(Problem statement) Render every line of the records below as a numbered list, omitting any blank lines.

(Exercise input)

--- Start ---

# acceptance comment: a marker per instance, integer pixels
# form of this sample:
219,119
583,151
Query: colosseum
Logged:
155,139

--- End ---

(Solution to the problem)
1. # acceptance comment: a marker per instance, integer pixels
2. # form of this sample:
3. 219,119
4. 583,151
5. Query: colosseum
6. Logged:
7. 155,139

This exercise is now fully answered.